Content starts

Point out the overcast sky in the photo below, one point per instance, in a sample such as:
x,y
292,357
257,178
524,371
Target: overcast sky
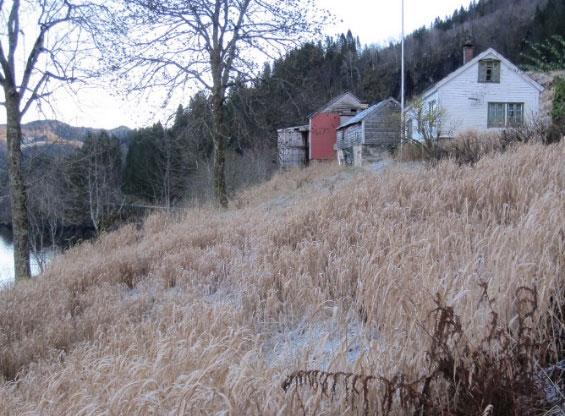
x,y
374,21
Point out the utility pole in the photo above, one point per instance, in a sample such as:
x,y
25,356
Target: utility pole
x,y
402,92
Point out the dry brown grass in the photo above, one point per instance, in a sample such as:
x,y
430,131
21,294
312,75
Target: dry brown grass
x,y
210,312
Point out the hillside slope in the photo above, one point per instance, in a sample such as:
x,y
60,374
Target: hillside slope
x,y
54,131
209,312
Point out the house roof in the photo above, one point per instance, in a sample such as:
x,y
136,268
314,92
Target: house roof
x,y
363,114
490,52
332,103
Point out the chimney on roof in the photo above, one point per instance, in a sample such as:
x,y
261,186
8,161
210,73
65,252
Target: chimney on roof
x,y
468,52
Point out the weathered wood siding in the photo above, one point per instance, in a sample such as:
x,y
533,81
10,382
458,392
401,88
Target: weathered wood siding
x,y
292,147
464,100
382,128
350,136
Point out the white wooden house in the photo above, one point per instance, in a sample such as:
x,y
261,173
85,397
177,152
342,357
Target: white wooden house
x,y
487,93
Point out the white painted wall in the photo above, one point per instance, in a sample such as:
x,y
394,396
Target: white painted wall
x,y
464,100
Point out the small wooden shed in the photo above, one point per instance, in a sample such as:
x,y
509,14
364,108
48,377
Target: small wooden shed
x,y
370,133
293,146
324,123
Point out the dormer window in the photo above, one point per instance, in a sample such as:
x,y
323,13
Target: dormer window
x,y
489,71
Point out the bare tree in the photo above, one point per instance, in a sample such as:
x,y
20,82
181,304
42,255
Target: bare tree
x,y
175,43
58,35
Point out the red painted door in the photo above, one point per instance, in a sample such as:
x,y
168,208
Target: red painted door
x,y
323,136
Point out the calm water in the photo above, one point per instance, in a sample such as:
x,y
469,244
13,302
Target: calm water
x,y
7,258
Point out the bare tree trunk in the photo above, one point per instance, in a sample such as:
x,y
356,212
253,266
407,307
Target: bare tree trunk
x,y
219,138
20,220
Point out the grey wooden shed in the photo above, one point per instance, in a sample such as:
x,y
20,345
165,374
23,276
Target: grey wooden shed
x,y
370,133
293,146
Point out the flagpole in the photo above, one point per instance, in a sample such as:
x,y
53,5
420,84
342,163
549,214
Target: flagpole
x,y
402,92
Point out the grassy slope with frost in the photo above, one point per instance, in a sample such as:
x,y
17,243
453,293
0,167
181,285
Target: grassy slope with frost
x,y
319,269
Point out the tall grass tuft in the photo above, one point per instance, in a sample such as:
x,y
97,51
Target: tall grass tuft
x,y
430,289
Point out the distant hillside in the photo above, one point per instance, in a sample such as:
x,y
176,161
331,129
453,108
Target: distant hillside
x,y
53,131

Content ends

_What you will do_
Output only the lines from the one containing "Point out the flagpole" through the end of the material, please, exactly as they appear.

_Written solution_
Point out the flagpole in the photo above, one point per instance, in a sample such as:
x,y
53,5
420,84
342,163
549,214
Target: flagpole
x,y
402,92
Point out the grassy slope with frost in the photo above, one point per instance, in a sample such as:
x,y
17,243
453,293
0,167
181,285
Target: grassy slope with frost
x,y
319,269
Point out the tall grass tuft in the photo above, one point per instance, in a sample such as:
x,y
97,51
Target: tall grass tuft
x,y
430,289
Point out the distant hillside in the photo above, one point per instance, in a sample such as:
x,y
176,161
331,129
453,108
Target: distant hillside
x,y
53,131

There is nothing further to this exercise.